Excerto do texto
Não parecia, assim, estranho que o movimento estudantil dentro do
ISCSPU, que se vira provocado pela "não homologação" ministerial da
lista vitoriosa nas eleições desse ano para a associação académica,
acabasse por se aliar taticamente a Adriano Moreira. Como membro dessa
direção associativa, tenho uma memória muito viva da gestão dessa
"aliança", que teve em Narana Coissoró uma figura proeminente. Recordo
bem a dificuldade que alguns de nós tínhamos em ver a nossa ação ligada à
de um antigo ministro de Salazar, pelo "risco" de estarmos a ser
instrumentalizados por uma das facções dentro do regime.




Adriano Moreira era um professor brilhante, com uma exposição atraente,
que nos gerava vontade de irmos mais longe naquilo que nos transmitia.
Começava as aulas em voz muito baixa, para desfazer as conversas
residuais na sala. Ao falar, circulava o olhar, fixando-se, por
instantes, em cada um de nós, o que dava a impressão de se nos dirigir
individualmente. Como a "política" era, como dizem os franceses, o seu
"fond de commerce", nós distinguiamo-la sempre por detrás de todos o
seus comentários, onde o "esquerdismo" de alguns procurava sempre
descortinar o que se assemelhasse a heterodoxia. Adriano - era assim que
a ele nos referíamos, entre nós - tinha a rara habilidade de suscitar
uma controlada polémica política entre os alunos. A minha colega Maria
João Bustorff lembrava, há tempos, o modo como Adriano estimulava
debates entre mim e o António Marques Bessa, cada um de nós em
lados bem antagónicos do espetro político, em confrontos nas aulas
que sempre tinham temas do "programa" como motivo. Belos tempos!

[Registos de contornos de regiões de imagem]
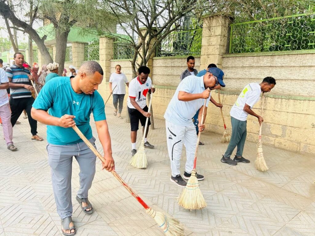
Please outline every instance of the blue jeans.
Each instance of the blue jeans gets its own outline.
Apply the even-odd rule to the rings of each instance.
[[[123,98],[124,97],[124,94],[113,94],[113,104],[116,110],[117,110],[117,105],[119,101],[119,105],[118,107],[118,113],[119,114],[121,114],[121,111],[123,110]]]

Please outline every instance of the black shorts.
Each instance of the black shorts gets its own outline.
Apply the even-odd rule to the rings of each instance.
[[[145,111],[148,112],[148,109],[146,106],[143,108]],[[139,120],[141,123],[141,125],[144,126],[146,125],[146,117],[141,114],[136,109],[133,109],[128,108],[128,113],[129,113],[130,118],[130,126],[131,127],[132,131],[136,131],[139,129]],[[151,124],[150,119],[148,121],[148,126]]]

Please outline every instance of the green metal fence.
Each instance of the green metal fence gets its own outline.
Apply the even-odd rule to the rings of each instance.
[[[127,40],[117,38],[114,41],[114,59],[131,59],[134,55],[131,42]]]
[[[38,51],[37,49],[33,50],[33,61],[37,63],[38,62]]]
[[[315,49],[315,13],[231,25],[230,53]]]
[[[49,53],[49,54],[50,54],[50,56],[51,57],[51,58],[53,59],[53,60],[54,60],[54,56],[53,53],[53,49],[47,48],[47,50],[48,50],[48,52]]]
[[[202,29],[176,31],[157,46],[157,56],[200,55]]]
[[[72,47],[67,47],[66,49],[66,57],[65,61],[72,61]]]
[[[99,45],[88,45],[84,46],[84,60],[98,61],[99,60]]]

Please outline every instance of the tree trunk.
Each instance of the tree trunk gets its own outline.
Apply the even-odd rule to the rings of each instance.
[[[67,41],[68,35],[70,29],[66,31],[59,31],[55,29],[56,32],[56,57],[55,61],[59,64],[58,73],[62,74],[65,67],[65,60],[66,59],[66,52],[67,49]]]

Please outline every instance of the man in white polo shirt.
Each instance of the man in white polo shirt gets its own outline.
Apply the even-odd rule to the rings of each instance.
[[[138,75],[133,79],[129,84],[129,96],[127,100],[128,112],[130,118],[131,127],[130,138],[131,140],[131,155],[133,156],[137,153],[136,142],[137,141],[137,131],[139,129],[139,121],[143,126],[142,133],[144,133],[144,126],[146,117],[151,114],[149,112],[146,106],[146,94],[154,93],[155,89],[152,88],[152,82],[149,77],[150,69],[146,66],[140,66],[138,69]],[[154,146],[148,142],[146,137],[149,132],[149,126],[151,124],[150,120],[148,122],[146,136],[144,139],[144,147],[154,148]]]
[[[251,83],[243,89],[230,112],[232,135],[227,149],[221,159],[221,162],[232,166],[237,165],[238,162],[250,162],[242,156],[247,134],[246,126],[247,116],[249,114],[257,117],[259,124],[261,124],[264,119],[255,113],[252,109],[259,100],[261,92],[270,92],[275,85],[276,80],[274,78],[266,77],[260,84]],[[231,155],[237,146],[236,155],[232,160],[231,158]]]
[[[184,187],[187,184],[182,178],[180,171],[183,144],[186,148],[186,156],[184,178],[189,178],[193,167],[197,136],[192,117],[199,110],[198,118],[201,120],[204,99],[207,99],[204,118],[205,119],[210,90],[214,88],[217,82],[222,87],[225,86],[222,80],[224,75],[220,69],[214,67],[209,68],[202,77],[187,76],[180,83],[166,109],[164,118],[167,149],[171,160],[170,180],[179,186]],[[199,123],[198,126],[199,132],[204,129],[204,124]],[[198,180],[204,178],[198,174],[197,177]]]

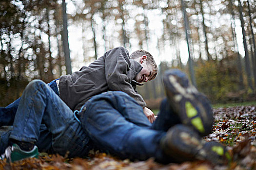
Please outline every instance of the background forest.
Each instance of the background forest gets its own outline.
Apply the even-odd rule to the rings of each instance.
[[[148,51],[156,79],[139,92],[164,97],[163,71],[178,68],[213,103],[255,100],[255,0],[1,0],[0,106],[32,80],[48,83],[124,46]],[[69,51],[70,49],[70,51]]]

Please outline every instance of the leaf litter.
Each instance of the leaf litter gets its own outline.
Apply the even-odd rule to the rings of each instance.
[[[213,112],[212,133],[204,139],[227,146],[233,156],[228,165],[216,165],[207,161],[163,165],[153,158],[133,162],[92,151],[86,158],[68,159],[58,154],[41,153],[39,159],[27,158],[11,164],[0,160],[0,170],[256,170],[256,106],[218,108]]]

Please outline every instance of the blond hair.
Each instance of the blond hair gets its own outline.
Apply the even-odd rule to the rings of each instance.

Partes do exercício
1. Com base no excerto sobre Adriano Moreira, responda:
(a) De que modo começava Adriano Moreira as aulas?
(b) Que figura teve papel proeminente na gestão da "aliança"?
(c) Que colega lembrava o modo como Adriano estimulava debates entre os alunos?
2. Prossiga o excerto sobre Adriano Moreira a partir da última frase apresentada.

Respostas ao exercício
1.
(a) Em voz muito baixa, para desfazer as conversas residuais na sala.
(b) Narana Coissoró.
(c) Maria João Bustorff.

2.
Pouco a pouco, nessas aulas, íamos sendo introduzidos na matriz do
pensamento de um homem que, um dia, Salazar escolhera inesperadamente
para a pasta do Ultramar, na sequência da rebelião angolana de 1961, mas
cujo espírito reformista o regime não acomodara e cuja frontalidade
acabaria por conflituar com o poder administrativo do governador de
Angola, general Sá Viana Rebelo, o que levaria o chefe do Governo a
tomar a decisão de ver-se livre, simultaneamente, dos dois. Adriano
Moreira não era um proselitista deliberado, não cuidava em
endoutrinar-nos, não veiculava uma ideologia clara. Era um questionador
do quotidiano, alguém que problematizava e nos obrigava a refletir.
Sentiamo-lo, claramente, do "outro lado", mas, estranhamente, não
provocava uma antagonização aberta. E isso, às vezes, enfurecia-nos: nós
fazíamos parte de uma geração maniqueísta e Adriano Moreira "furava"
essa fácil dualidade.




Com o 25 de abril, o radicalismo saneador dentro do ISCSP (que,
entretanto, perdeu o "U", como o país também perdeu o "ultramar"...) fez
com que Adriano Moreira saísse para o Brasil. Uma decisão estúpida e
sem sentido, para alguém que, não obstante o seu percurso político
anterior, tinha tido sempre um comportamento exemplar face aos alunos e
face à "nossa escola" (era assim que Adriano Moreira se referia sempre
ao Instituto), que nunca perseguira ninguém e a quem o ensino
universitário português - e as Ciências sociais, muito em particular -
muito deviam. Fiquei satisfeito quando esse seu afastamento chegou ao
fim e tive o prazer de então lho poder dizer, cara a cara, uma noite de
1979, na Gulbenkian. E gostei muito da sua resposta: "fico contente de
ouvir isso, particularmente vindo de si".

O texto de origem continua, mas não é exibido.